-- START OF SUPPLIED ENTRIES --
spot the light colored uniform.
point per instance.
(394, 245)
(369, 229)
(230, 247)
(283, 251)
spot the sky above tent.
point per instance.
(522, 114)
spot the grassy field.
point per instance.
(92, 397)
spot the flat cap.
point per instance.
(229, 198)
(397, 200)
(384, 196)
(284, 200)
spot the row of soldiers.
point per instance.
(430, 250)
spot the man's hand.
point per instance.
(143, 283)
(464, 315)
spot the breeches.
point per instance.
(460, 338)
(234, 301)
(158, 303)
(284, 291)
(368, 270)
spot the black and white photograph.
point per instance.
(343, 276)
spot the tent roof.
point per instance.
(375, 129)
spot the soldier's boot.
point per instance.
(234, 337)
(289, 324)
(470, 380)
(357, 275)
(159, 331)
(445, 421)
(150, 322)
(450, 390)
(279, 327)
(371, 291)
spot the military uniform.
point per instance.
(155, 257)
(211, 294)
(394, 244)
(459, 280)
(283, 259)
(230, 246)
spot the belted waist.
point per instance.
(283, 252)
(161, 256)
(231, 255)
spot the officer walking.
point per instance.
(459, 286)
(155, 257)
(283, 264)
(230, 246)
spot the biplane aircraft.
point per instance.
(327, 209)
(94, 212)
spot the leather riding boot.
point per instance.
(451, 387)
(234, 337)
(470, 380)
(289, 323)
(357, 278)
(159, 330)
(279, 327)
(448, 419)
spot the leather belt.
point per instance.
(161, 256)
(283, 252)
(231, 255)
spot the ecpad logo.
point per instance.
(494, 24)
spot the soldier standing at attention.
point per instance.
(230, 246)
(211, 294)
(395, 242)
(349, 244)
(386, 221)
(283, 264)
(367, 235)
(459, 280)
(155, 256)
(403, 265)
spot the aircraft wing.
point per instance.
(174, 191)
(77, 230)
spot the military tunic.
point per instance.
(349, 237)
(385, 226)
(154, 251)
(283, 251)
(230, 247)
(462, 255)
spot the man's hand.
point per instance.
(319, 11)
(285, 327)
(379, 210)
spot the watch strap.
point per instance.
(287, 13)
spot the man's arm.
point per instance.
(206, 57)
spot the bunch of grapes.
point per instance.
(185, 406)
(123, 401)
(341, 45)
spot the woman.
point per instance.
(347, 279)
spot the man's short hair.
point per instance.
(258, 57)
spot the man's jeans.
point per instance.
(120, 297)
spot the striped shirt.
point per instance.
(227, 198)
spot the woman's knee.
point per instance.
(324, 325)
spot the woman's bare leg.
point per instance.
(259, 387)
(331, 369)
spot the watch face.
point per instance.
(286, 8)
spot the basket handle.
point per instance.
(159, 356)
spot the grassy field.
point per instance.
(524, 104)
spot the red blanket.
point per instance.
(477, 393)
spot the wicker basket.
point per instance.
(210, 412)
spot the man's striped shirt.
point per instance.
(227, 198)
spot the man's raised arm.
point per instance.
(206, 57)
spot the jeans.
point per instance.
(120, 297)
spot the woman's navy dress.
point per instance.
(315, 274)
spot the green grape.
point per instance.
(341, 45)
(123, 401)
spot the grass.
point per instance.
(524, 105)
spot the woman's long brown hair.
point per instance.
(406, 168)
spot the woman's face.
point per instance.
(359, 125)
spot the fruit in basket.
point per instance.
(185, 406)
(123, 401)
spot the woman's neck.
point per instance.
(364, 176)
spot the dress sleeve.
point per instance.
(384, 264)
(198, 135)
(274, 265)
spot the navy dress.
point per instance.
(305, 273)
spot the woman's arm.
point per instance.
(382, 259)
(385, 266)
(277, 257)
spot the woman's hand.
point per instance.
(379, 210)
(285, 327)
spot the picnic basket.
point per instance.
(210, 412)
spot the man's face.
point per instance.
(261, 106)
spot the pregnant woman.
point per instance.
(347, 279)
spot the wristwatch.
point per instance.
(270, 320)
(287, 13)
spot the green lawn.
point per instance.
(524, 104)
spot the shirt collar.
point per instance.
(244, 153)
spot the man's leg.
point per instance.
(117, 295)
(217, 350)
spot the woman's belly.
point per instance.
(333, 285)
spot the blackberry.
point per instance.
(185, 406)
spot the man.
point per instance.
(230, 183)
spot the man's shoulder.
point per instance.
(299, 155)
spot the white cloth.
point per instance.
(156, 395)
-- END OF SUPPLIED ENTRIES --
## SHORT EXERCISE
Can you rescale the lines starting at the one that contains "spot the woman's neck." and ending at the end of the records? Give back only those lines, requests included, with each point coordinate multiplied by 0.75 and rounded to a whole number, halves rounded up.

## FINISHED ANSWER
spot the woman's neck.
point per instance.
(273, 132)
spot the dress sleeve.
point per instance.
(288, 198)
(149, 101)
(206, 199)
spot the navy dress.
point per instance.
(229, 205)
spot the woman's arm.
point per instance.
(287, 194)
(289, 200)
(208, 193)
spot the woman's hand.
point per instance.
(284, 158)
(214, 245)
spot the picnic basket.
point per instance.
(158, 309)
spot the man's face.
point per instance.
(196, 80)
spot the pregnant woman.
point per instance.
(260, 209)
spot the wristwatch.
point per instance.
(203, 240)
(215, 10)
spot the green lawn.
point per instance.
(393, 78)
spot the shirt collar.
point per instance.
(183, 115)
spot the man's leg.
point per instance.
(88, 221)
(163, 263)
spot the woman's belly.
point per instance.
(250, 214)
spot the blackberry.
point per instance.
(139, 305)
spot the man.
point per instance.
(173, 137)
spot the man's shoulder.
point per instance.
(224, 116)
spot the white cloth.
point per instance.
(117, 296)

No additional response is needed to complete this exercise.